'''

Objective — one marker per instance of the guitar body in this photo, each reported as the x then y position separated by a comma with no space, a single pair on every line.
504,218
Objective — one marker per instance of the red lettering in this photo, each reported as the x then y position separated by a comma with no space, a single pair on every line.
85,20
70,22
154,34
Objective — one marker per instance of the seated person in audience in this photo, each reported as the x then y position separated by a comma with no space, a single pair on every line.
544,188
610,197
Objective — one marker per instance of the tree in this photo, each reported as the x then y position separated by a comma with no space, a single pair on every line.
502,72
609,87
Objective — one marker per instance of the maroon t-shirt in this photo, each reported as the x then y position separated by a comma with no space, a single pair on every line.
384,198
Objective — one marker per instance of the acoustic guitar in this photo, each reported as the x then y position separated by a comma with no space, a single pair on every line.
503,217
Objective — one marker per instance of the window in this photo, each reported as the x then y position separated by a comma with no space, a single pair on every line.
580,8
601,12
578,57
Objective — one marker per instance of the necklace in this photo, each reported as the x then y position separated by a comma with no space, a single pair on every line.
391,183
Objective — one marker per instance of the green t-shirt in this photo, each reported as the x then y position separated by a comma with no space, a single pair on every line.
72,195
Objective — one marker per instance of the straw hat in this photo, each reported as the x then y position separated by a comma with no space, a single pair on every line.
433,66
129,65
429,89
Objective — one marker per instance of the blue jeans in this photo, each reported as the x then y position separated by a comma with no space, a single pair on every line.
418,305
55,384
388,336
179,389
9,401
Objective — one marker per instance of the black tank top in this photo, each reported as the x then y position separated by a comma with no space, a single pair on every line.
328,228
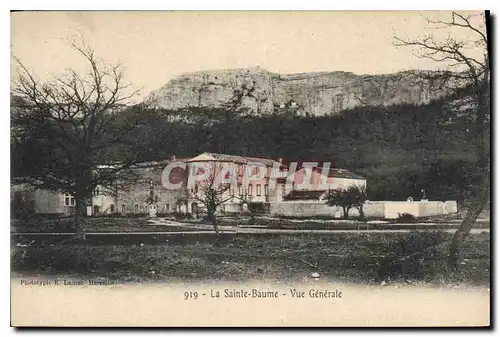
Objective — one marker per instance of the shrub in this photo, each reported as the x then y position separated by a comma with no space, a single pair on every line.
258,207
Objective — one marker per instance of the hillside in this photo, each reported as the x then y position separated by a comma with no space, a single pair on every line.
258,91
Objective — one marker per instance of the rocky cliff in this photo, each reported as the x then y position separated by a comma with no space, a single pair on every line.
259,91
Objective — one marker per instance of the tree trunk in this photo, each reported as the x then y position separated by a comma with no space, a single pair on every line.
361,213
346,212
469,221
80,212
482,194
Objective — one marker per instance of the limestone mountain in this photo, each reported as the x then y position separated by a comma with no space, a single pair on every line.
258,91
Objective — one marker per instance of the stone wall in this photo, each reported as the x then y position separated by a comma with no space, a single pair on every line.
372,209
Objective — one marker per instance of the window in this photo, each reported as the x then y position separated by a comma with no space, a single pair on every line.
69,200
339,102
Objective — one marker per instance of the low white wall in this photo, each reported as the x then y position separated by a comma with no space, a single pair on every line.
372,209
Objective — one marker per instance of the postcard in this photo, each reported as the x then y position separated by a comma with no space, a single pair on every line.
250,169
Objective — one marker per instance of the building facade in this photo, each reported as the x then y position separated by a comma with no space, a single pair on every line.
255,181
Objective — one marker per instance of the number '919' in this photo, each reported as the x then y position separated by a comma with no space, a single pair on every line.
190,295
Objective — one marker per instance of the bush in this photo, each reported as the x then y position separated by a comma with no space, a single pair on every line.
258,207
406,218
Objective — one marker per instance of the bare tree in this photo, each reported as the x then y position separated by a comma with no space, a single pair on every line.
211,193
473,73
76,120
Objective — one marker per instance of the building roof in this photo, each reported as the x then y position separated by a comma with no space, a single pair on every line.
208,156
303,195
340,173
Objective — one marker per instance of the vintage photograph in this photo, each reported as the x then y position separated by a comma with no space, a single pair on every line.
254,168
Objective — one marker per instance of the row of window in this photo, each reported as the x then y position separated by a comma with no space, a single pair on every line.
258,190
142,208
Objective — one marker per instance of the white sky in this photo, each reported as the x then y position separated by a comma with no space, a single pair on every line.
157,46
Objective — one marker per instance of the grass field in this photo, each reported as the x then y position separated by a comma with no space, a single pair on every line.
413,258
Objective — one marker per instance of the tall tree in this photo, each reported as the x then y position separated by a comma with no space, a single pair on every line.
471,72
353,196
210,192
73,121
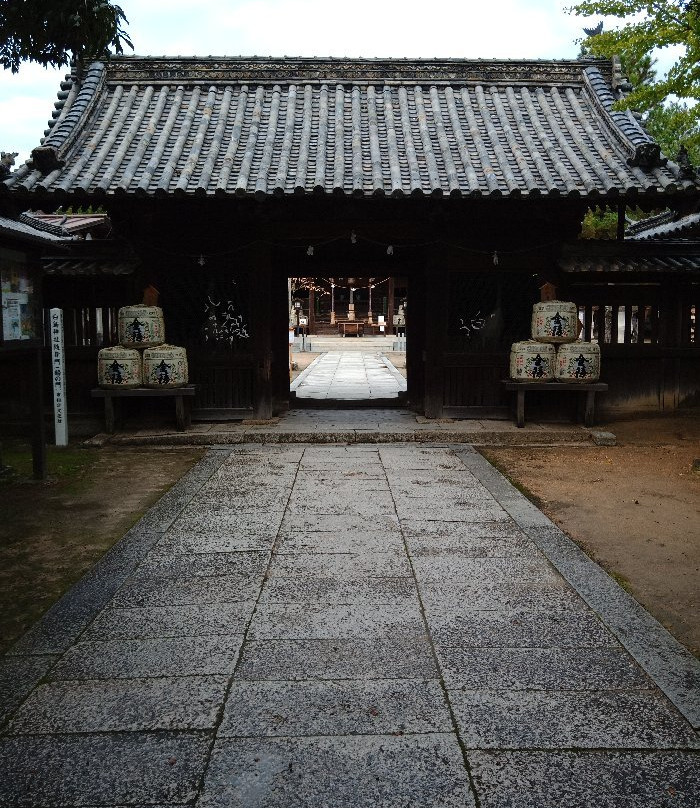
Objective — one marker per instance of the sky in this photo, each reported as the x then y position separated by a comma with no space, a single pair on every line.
535,29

'''

**Task item:** Every entry above needs to be printed again exactly, with its pictures left out.

**Result:**
Objective — one marker per instance of the guitar body in this photo, each reported as the x then y position separated by a comma with no space, a single pair on every line.
504,218
Objective — one marker per instance of the red lettering in this photo, each reported as the x then y position separated by a comma with no space, a single pair on every line.
85,20
70,22
154,34
Objective — one marker per instance of the seated person in audience in this photo, each reported as the x then y position separated by a comma with no space, a single pair on every line.
544,188
610,197
Objective — one marker per instance of the tree in this photo, each reported as the x then y position separated by a comma with no space, a single pair on every line.
502,72
609,87
Objective — one marker per instance of the maroon t-shirt in this photo, each reported as the x then y position separated by a comma with no space, a single pair on every line.
384,198
Objective — one marker per instance of the acoustic guitar in this photo, each reported as the x then y position separated by a comma with no space, a single pair on every line.
503,217
Objective — one marker per instance of the window in this photo, each reported as the x then y position separated by a comma with no space, a single pair on every line.
580,8
601,12
578,57
Objective — one marker per instance of the necklace in this photo, each reported as the x then y position separated by a comma with no space, a single pair on every line.
391,183
Objective — one marker per instance of the green t-shirt in this photo, each reported as the x then y position separated by a comma with no space, a single pair on every line.
72,195
Objective — one marker per instance of the straw hat in this photo, each reported as the x then y position separated by a comma with no space, a single pair on every line.
433,66
129,65
429,89
Objective — one marker per instance of the blue jeans in this photo, each reported as the x then y position separated by a comma with no space, a single pair on every line.
418,305
55,384
388,336
179,389
9,401
Objective — one marker per instance of the black tank top in this photo, each reported as the x then y position separated by a comma with no space, a single pair on every line.
328,228
Objective — one marker per instance of the shrub in this photo, each reported as the x then y position separated by a comma with no space, a single pair on every line.
258,207
Objective — one marker per instance of the hillside in this photo, each reported as the x then y position separated by a comma with no space, a single pair on every line.
258,91
Objective — one marker per instance of the rocky cliff in this photo, each reported as the x then y position separated by a comma with no space, a single pair on every line.
259,91
Objective — one marker per instance of the tree trunk in this photo, each reported as the x then y position separated by a comma with no space, a single pair on every line.
361,213
346,212
469,221
80,212
482,194
Objective — one marker per instance of the limestone mountain in this photo, each reported as the x then y position separated by a comma with no space, a single pair on every line.
258,91
Objective — one marker per instance of the stone wall in this photo, each reported as the x then y position separated by a comma with no space, a single pair on every line.
372,209
Objective — one marker per instance of the window in this photo, each reported as the x then y position separated by a comma with no space, a single pair on every line.
69,200
339,102
Objective — one marker per instance of the low white wall in this photo, each reported as the x then y position separated by a comma with no space, a single pair on every line.
372,209
Objective — one marker per instance of the postcard in this photo, each reported as the x then y position separated by a comma with no space, a single pair on every line.
250,169
Objective — one marker per instance of the building facade in this photo, each reported as the x then y position separated by a comma with no space, a single pair on every line.
255,181
Objective — one marker per instance of the number '919' in this photo, each reported as the x then y position separated by a comma with no space, a single pair on every line.
190,295
Objective — one marker per instance of the bush in this photo, each reported as the x then y position separated by a comma with no space, a single pair on every line.
258,207
406,218
Objective — one marker per instance of the bare tree in this photo, each reported as the x then y position separated by a comma with no space, a single pair on every line.
211,193
473,73
76,120
Objective — one marker per instance of the building roof in this photo, each reported as the x then y position separated by a comma with no space, a single pair on every line.
208,156
303,195
340,173
Objective — one marker per instance of the vintage photograph in this photo, each reported as the x then y position separated by a comma with no space, a single pair on every line.
254,168
Objective — one marker per instance of the row of window in this photo, each reported as the x then y position separated by a comma with no space, a single pair on every line.
258,190
142,208
Objective — one marker per instance of the white sky in this photo, each reported as the x then y position separated by a comma with no space, a single pair on every line.
157,46
Objective — one marker per instance of the grass field in this photo, each reported as the x then y position separated by a comma with no space, a single pair on every line.
413,258
Objective — one marker per instance of the tall tree in this photo, each reported as the x then y position separated by a comma with no space, a single pair on every line.
471,72
353,196
210,192
73,121
Objective — one marker per instance of the sky in this photo, each reported as the x then y position separated by a comma with no space, a single pair on every line.
535,29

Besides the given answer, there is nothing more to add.